>> Begin The input

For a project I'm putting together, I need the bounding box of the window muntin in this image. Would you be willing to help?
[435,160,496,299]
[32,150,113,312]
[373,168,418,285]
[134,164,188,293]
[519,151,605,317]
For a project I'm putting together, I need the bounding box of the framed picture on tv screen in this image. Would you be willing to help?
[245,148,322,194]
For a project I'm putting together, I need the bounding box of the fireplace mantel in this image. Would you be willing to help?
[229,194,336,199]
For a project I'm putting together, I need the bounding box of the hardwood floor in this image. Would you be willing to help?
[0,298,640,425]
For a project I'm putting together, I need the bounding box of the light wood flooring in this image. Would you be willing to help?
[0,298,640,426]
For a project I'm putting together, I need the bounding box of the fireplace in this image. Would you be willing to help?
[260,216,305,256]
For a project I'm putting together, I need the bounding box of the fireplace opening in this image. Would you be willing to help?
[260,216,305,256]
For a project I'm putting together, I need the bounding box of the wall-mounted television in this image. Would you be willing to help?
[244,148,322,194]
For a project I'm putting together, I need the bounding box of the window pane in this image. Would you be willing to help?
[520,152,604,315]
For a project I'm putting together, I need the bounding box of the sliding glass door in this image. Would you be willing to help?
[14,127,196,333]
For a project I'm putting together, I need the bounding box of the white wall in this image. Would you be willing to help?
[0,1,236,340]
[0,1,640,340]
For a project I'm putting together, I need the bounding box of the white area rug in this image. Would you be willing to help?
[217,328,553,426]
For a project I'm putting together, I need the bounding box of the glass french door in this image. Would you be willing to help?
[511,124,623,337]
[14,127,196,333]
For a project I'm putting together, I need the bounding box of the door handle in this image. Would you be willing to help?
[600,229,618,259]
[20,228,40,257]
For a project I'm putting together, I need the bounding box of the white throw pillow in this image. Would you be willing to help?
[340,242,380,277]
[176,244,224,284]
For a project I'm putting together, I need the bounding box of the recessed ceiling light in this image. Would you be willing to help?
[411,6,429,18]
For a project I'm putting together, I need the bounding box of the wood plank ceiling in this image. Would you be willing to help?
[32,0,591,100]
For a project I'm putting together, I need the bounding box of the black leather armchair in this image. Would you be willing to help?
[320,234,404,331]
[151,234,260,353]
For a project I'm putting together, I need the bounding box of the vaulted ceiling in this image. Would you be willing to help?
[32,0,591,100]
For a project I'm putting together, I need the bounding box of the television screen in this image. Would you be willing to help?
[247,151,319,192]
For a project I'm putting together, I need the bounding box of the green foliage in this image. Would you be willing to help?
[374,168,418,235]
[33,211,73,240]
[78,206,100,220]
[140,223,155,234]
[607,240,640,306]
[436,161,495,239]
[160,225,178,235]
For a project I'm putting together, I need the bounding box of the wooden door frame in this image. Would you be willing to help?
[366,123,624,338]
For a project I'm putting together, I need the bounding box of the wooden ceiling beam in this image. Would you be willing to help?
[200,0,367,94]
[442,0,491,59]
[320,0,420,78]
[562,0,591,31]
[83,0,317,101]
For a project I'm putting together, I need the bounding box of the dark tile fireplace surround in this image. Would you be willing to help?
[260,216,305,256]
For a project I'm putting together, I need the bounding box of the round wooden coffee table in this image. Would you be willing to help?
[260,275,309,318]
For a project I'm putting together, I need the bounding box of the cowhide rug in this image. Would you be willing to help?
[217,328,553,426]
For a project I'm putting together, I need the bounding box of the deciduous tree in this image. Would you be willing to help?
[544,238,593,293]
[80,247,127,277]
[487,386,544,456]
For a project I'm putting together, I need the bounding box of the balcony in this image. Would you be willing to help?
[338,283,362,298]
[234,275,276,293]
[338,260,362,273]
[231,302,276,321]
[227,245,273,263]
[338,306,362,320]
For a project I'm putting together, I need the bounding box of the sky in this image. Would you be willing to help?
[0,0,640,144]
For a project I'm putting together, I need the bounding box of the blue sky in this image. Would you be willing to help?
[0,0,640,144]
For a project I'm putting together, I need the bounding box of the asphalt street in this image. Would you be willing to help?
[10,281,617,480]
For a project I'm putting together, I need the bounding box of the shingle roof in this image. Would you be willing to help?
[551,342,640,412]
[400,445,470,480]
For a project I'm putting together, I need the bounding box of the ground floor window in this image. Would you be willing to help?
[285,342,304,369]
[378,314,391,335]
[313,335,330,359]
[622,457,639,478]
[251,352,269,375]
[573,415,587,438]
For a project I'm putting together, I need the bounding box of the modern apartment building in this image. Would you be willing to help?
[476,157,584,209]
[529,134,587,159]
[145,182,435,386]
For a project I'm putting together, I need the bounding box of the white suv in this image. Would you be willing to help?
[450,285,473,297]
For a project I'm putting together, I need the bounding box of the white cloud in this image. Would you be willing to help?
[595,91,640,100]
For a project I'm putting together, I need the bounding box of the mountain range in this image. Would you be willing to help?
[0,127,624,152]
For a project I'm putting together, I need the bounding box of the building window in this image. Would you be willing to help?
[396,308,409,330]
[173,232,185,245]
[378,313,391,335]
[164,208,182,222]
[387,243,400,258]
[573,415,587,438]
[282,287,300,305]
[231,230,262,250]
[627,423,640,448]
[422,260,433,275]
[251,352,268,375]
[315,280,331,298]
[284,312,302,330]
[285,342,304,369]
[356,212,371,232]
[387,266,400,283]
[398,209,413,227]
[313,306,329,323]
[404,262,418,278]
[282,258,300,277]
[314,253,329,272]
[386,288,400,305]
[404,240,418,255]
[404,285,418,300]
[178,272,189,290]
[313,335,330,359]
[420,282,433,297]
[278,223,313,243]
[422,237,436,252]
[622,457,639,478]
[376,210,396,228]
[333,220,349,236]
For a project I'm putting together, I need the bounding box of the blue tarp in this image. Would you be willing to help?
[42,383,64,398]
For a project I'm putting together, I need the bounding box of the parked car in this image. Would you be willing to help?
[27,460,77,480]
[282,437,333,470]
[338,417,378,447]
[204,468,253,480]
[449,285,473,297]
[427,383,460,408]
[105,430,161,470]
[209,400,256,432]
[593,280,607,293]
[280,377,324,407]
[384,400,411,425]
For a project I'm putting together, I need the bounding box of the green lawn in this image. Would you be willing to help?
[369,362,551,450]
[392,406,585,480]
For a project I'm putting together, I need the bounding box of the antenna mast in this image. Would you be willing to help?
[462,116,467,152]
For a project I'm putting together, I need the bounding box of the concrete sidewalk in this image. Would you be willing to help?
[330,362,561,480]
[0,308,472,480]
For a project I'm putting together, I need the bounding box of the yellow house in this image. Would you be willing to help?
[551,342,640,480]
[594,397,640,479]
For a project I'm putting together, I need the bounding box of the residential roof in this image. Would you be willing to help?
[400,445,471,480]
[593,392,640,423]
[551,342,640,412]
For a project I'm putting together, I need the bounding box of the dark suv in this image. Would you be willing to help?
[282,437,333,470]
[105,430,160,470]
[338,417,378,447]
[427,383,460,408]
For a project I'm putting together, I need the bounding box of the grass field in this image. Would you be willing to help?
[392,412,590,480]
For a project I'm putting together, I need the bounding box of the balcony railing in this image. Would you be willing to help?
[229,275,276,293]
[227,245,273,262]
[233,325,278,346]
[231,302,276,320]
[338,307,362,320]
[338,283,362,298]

>> End The input

◆ Task details ◆
Express every line of the items above as a JSON list of strings, with one string per line and blank lines omitted.

◆ Exercise response ◆
[
  "For a project I'm putting together, I need the bounding box of the window muntin in this image. Would you be willing to help?",
  "[435,160,496,299]",
  "[32,150,113,312]",
  "[373,168,418,285]",
  "[134,164,188,293]",
  "[519,151,605,317]",
  "For a project I'm putting together, I need the bounding box of the framed picture on tv screen in this image. Would you be willing to help?",
  "[245,148,322,194]",
  "For a project I'm putting together, I need the bounding box of the fireplace mantel in this image. Would you be willing to help?",
  "[229,194,336,199]",
  "For a project I'm putting together, I need the bounding box of the hardwood floor in this image. Would you be willing to help?",
  "[0,298,640,425]",
  "For a project I'm putting together, I need the bounding box of the light wood flooring in this image. Would you be willing to help?",
  "[0,298,640,426]",
  "For a project I'm putting together, I need the bounding box of the fireplace in this image. Would you be willing to help?",
  "[260,216,305,256]",
  "For a project I'm putting together, I need the bounding box of the fireplace opening in this image. Would you be willing to help?",
  "[260,216,305,256]",
  "For a project I'm putting together, I need the bounding box of the wall-mounted television in this image. Would you be willing to help?",
  "[244,148,322,194]",
  "For a project I'm putting together, I need the bounding box of the window pane in this image. Would you be willing to help?",
  "[520,152,604,315]",
  "For a project I'm putting together, I need the bounding box of the sliding glass door in this image. Would you be willing to help?",
  "[14,127,196,333]",
  "For a project I'm putting together, I need the bounding box of the white wall in this image. Would you be willing to help?",
  "[0,1,236,340]",
  "[0,1,640,340]",
  "For a project I'm putting together, I need the bounding box of the white area rug in this image. Would you be willing to help?",
  "[217,328,553,426]",
  "For a project I'm putting together, I need the bounding box of the glass french door in this image. Would you be willing to help?",
  "[511,124,623,337]",
  "[14,127,196,333]",
  "For a project I'm putting together, I need the bounding box of the door handle in this image. Would you be willing to help?",
  "[600,229,618,259]",
  "[20,228,40,257]",
  "For a project I'm putting together, I need the bounding box of the white throw pillow in this image. Would you be willing to help?",
  "[340,242,380,277]",
  "[176,244,224,284]",
  "For a project I'm putting together, I need the bounding box of the recessed ceiling light in this image. Would you be willing to help?",
  "[411,6,429,18]",
  "For a project I'm putting together, I need the bounding box of the wood plank ceiling in this image. Would you be willing to help?",
  "[32,0,591,100]",
  "For a project I'm putting together, I need the bounding box of the black leather armchair in this image. Would you be willing to help?",
  "[320,234,404,331]",
  "[151,234,260,353]",
  "For a project I'm putting together, I need the bounding box of the vaulted ceiling in this image. Would you be willing to help?",
  "[32,0,591,100]",
  "For a project I'm putting together, I need the bounding box of the television screen in this image. Would you be willing to help?",
  "[247,151,319,192]",
  "For a project I'm putting together, I need the bounding box of the green foliage in this image. Would you be willing to help?",
  "[374,168,418,235]",
  "[33,211,73,240]",
  "[78,206,100,220]",
  "[140,223,155,234]",
  "[607,240,640,306]",
  "[436,161,495,239]",
  "[160,225,178,235]",
  "For a project I'm putting together, I need the bounding box of the wooden door frame in this image. Would you be willing to help?",
  "[366,123,624,338]",
  "For a project I'm putting together, I need the bounding box of the wooden ceiling beam in this image. Would you be willing to help?",
  "[200,0,367,94]",
  "[442,0,491,59]",
  "[320,0,420,78]",
  "[562,0,591,31]",
  "[83,0,317,101]",
  "For a project I'm putting together, I need the bounding box of the dark tile fireplace surround in this image. Would you be willing to help?",
  "[260,216,305,256]",
  "For a project I'm putting together, I need the bounding box of the round wooden coffee table in this image. Would you be willing to help?",
  "[260,275,309,318]",
  "For a project I'm putting together, I need the bounding box of the cowhide rug in this image. Would you be willing to help?",
  "[217,328,553,426]",
  "For a project I'm putting together, I need the bounding box of the deciduous tree in this image. Would you be willing to help?",
  "[544,238,593,293]",
  "[80,247,127,277]",
  "[487,386,544,456]",
  "For a project I'm putting together, I need the bounding box of the balcony in this image. Would you be willing to help?",
  "[338,283,362,298]",
  "[234,275,276,293]",
  "[338,260,362,273]",
  "[231,302,276,321]",
  "[227,245,273,263]",
  "[338,306,362,320]",
  "For a project I'm putting together, I need the bounding box of the sky in this image. Would you be willing to help?",
  "[0,0,640,144]",
  "For a project I'm putting together, I need the bounding box of the blue sky in this image. Would you be willing to help?",
  "[0,0,640,144]",
  "For a project I'm putting together, I need the bounding box of the asphalt street in this image. Would you be willing to help?",
  "[10,281,617,480]",
  "For a project I'm putting together, I need the bounding box of the shingle roof in this image. Would you be willing to help?",
  "[551,342,640,412]",
  "[400,445,470,480]",
  "For a project I'm putting together, I need the bounding box of the ground floor window in this image. Would you be willing to help?",
  "[285,342,304,369]",
  "[378,314,391,335]",
  "[313,335,330,359]",
  "[622,457,639,478]",
  "[251,352,269,375]",
  "[573,415,587,438]",
  "For a project I'm putting together, I need the bounding box of the modern apartment building in this image. Would you be willing to help?",
  "[476,157,584,209]",
  "[529,134,587,159]",
  "[145,182,435,386]",
  "For a project I'm putting together, I need the bounding box of the white suv in this image. Would you be willing to help?",
  "[450,285,473,297]",
  "For a project I'm putting together, I need the bounding box of the white cloud in this image. Would you be willing to help?",
  "[595,91,640,100]",
  "For a project I'm putting together, I need the bounding box of the mountain range in this image. Would you be willing to help?",
  "[0,127,624,152]",
  "For a project I'm putting together, I need the bounding box of the building window in this image. Would you be willing to help?",
  "[396,308,409,330]",
  "[173,232,185,245]",
  "[378,313,391,335]",
  "[164,208,182,222]",
  "[387,243,400,258]",
  "[573,415,587,438]",
  "[282,287,300,305]",
  "[231,230,262,250]",
  "[627,423,640,448]",
  "[422,260,433,275]",
  "[251,352,268,375]",
  "[315,280,331,298]",
  "[284,312,302,330]",
  "[285,342,304,369]",
  "[356,212,371,232]",
  "[387,266,400,283]",
  "[398,209,413,227]",
  "[313,306,329,323]",
  "[404,262,418,278]",
  "[282,258,300,277]",
  "[314,253,329,272]",
  "[386,288,400,305]",
  "[404,240,418,255]",
  "[404,285,418,300]",
  "[178,272,189,290]",
  "[313,335,330,359]",
  "[420,282,433,297]",
  "[278,223,313,243]",
  "[422,237,436,252]",
  "[622,457,639,478]",
  "[376,210,396,228]",
  "[333,220,349,236]",
  "For a project I'm putting together, I need the bounding box of the blue tarp in this image. Would you be willing to help?",
  "[42,383,64,398]",
  "For a project I'm putting together, I need the bounding box of the parked car in this image. Would you be willing to help?",
  "[27,460,77,480]",
  "[282,437,333,470]",
  "[338,417,378,447]",
  "[204,468,253,480]",
  "[449,285,473,297]",
  "[427,383,460,408]",
  "[105,430,161,470]",
  "[209,400,256,432]",
  "[593,280,607,293]",
  "[280,377,324,407]",
  "[384,400,411,425]",
  "For a project I'm putting together, I need the bounding box of the green lawn in this image. Would you be willing to help?",
  "[369,362,551,450]",
  "[392,406,585,480]",
  "For a project I'm putting together, I need the bounding box of the antenna mast in this image. Would you be willing to help?",
  "[462,116,467,152]",
  "For a project I'm putting together, I need the bounding box of the concrete sidewalk in this image. Would you be willing to help?",
  "[330,362,561,480]",
  "[0,308,472,480]",
  "For a project I'm putting together, I need the bounding box of the yellow house in this image. Would you be willing to help?",
  "[551,342,640,480]",
  "[594,397,640,479]",
  "For a project I'm putting together, I need the bounding box of the residential roof in this image. Would you be willing to help?",
  "[400,445,471,480]",
  "[593,392,640,423]",
  "[551,342,640,412]",
  "For a project I'm putting together, I need the bounding box of the dark suv in this image. Would you be willing to help?",
  "[282,437,333,470]",
  "[105,430,160,470]",
  "[338,417,378,447]",
  "[427,383,460,408]",
  "For a project I'm putting together, I need the bounding box of the grass field in this image. Would you be willing to help?",
  "[392,412,590,480]",
  "For a project I'm putting together, I need the bounding box of the balcony railing in this image. Would you be willing to help?",
  "[229,275,276,293]",
  "[227,245,273,262]",
  "[233,325,278,346]",
  "[231,302,276,320]",
  "[338,307,362,320]",
  "[338,283,362,298]"
]